Task brief: Starting from the first of the entries and stopping after the line that contains "156 8 1066 511", reproduce those lines with "metal ladle" changed to "wooden spoon" and nothing else altered. Give only those lines.

Excerpted data:
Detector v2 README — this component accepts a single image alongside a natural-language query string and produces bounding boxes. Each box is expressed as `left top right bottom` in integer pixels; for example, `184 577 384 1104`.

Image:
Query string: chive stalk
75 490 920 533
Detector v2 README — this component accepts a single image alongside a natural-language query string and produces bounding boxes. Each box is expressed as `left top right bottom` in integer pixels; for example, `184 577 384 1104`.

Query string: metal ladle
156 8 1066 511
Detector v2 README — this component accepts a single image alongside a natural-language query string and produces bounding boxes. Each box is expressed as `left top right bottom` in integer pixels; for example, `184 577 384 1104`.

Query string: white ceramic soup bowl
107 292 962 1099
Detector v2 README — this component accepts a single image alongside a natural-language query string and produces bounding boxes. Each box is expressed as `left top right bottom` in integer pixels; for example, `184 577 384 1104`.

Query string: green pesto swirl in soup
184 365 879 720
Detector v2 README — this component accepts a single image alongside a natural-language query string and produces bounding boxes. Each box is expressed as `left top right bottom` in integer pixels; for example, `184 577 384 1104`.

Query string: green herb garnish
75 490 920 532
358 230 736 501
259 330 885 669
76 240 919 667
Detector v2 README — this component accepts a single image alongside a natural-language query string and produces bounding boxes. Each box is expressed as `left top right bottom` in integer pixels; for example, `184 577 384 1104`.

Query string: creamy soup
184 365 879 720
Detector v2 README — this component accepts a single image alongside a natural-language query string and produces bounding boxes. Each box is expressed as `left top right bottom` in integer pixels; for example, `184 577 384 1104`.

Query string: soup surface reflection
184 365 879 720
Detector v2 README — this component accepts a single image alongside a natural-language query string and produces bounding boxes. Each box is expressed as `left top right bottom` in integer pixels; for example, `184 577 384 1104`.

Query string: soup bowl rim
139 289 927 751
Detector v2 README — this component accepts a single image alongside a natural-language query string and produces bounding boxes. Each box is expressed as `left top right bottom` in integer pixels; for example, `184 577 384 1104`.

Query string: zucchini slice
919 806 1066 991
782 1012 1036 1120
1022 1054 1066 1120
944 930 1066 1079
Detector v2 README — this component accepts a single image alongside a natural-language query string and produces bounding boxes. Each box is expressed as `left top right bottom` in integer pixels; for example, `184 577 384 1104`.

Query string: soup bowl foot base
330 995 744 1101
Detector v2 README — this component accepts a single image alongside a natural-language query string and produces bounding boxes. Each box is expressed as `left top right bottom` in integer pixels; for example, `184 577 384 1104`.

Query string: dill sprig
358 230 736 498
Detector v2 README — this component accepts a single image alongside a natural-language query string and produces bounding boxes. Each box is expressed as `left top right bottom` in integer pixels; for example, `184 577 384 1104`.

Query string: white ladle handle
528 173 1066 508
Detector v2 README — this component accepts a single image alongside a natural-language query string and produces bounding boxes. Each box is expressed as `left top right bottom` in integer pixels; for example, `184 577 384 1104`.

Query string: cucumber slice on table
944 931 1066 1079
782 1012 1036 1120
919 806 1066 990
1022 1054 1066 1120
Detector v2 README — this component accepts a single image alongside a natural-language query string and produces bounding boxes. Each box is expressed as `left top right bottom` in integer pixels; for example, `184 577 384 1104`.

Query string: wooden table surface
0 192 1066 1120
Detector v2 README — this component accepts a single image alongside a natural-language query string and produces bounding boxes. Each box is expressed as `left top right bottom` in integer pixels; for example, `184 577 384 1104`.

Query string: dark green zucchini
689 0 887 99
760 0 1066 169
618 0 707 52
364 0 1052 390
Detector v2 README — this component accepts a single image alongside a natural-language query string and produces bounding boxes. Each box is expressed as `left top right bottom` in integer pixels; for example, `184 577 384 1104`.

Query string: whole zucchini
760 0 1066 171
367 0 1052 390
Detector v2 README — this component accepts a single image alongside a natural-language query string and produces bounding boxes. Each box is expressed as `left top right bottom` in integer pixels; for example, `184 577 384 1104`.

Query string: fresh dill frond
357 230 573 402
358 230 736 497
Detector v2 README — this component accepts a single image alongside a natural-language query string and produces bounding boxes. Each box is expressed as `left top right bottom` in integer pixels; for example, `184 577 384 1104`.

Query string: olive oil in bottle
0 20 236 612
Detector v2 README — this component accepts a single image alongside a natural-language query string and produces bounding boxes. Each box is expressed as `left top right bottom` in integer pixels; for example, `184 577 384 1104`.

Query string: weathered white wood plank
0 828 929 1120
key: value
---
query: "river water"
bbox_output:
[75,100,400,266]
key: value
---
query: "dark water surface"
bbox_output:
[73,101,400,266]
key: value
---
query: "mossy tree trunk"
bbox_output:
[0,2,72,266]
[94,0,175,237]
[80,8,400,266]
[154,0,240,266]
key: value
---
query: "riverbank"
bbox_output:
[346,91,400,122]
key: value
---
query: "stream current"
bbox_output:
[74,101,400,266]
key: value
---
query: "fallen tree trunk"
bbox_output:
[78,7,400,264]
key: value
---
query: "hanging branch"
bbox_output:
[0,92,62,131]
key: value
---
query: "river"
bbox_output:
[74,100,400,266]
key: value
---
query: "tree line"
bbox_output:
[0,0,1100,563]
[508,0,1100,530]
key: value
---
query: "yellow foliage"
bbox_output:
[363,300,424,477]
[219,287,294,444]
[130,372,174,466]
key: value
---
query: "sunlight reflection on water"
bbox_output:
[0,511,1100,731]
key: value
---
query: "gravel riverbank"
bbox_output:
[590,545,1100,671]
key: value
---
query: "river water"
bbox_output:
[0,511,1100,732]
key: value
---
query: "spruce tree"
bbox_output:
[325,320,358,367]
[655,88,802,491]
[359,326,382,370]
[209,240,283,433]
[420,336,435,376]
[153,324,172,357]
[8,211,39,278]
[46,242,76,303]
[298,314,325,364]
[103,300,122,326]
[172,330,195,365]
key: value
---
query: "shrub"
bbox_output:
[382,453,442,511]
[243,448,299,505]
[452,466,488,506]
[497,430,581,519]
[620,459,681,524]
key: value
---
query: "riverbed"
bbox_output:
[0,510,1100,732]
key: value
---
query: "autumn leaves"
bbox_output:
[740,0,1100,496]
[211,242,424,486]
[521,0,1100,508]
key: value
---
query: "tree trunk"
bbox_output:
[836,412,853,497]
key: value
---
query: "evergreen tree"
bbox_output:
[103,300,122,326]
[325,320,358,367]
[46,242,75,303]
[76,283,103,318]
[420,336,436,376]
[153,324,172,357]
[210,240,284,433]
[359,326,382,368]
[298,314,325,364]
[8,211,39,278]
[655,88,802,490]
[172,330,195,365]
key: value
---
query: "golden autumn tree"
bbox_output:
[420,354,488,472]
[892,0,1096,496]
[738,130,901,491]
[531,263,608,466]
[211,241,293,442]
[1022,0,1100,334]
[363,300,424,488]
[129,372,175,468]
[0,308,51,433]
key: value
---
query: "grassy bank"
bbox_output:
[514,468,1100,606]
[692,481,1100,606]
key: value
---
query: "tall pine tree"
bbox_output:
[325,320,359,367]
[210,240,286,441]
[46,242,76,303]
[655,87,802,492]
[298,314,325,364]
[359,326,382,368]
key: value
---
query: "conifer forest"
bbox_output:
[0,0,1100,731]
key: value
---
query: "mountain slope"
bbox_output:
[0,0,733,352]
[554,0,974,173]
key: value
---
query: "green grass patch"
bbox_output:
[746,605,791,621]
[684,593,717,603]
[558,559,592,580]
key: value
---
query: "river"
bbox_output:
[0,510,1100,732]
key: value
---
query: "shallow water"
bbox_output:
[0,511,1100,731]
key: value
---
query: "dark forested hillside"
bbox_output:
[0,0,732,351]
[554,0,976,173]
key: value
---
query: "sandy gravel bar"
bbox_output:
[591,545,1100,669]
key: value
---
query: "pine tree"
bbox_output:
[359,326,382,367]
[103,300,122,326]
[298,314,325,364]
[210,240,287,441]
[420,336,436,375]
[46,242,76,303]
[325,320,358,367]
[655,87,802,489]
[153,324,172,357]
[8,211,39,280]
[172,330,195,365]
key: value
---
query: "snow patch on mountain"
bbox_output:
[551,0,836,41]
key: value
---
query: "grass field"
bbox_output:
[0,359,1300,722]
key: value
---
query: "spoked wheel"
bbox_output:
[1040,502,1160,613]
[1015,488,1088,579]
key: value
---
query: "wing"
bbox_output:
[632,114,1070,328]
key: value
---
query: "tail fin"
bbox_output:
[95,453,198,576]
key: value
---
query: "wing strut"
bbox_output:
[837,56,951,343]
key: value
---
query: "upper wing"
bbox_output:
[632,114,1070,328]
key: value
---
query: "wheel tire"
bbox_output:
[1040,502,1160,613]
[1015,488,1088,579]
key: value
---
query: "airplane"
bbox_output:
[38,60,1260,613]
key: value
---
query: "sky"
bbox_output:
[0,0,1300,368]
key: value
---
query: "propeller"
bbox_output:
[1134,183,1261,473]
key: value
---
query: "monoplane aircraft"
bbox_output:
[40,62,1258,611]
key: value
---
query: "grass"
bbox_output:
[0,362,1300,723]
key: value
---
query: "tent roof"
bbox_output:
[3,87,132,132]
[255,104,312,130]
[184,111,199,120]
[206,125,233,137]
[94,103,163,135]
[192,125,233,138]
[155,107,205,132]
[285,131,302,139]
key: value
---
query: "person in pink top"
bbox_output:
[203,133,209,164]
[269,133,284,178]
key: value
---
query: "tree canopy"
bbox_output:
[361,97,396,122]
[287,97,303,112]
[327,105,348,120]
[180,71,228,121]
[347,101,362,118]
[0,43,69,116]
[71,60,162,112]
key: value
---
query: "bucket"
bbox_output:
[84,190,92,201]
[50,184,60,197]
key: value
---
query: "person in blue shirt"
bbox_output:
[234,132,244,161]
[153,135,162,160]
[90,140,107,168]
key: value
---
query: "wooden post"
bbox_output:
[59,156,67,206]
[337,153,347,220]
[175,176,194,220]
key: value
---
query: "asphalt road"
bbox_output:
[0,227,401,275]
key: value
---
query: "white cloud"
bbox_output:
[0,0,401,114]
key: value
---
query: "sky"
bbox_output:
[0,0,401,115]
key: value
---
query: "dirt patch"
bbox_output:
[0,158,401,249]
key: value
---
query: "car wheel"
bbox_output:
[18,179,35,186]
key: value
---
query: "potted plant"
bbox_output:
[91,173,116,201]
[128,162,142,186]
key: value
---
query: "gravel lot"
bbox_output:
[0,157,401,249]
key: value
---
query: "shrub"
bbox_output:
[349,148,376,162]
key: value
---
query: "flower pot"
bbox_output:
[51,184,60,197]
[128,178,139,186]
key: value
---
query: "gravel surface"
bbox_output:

Answer:
Detector v2 README — this component accepts a single image alongside a natural-language query string and produces bounding boxes. Each box is expressed as `left top right bottom` in integer pixels; for example, `184 577 384 1104`.

Image:
Query string: chive stalk
75 490 920 533
Detector v2 README — this component accepts a single image alongside a natural-language query string and produces bounding boxes. Each box is expressed as `left top right bottom` in integer pixels; for example, `184 577 384 1104`.

Query string: wooden spoon
156 8 1066 511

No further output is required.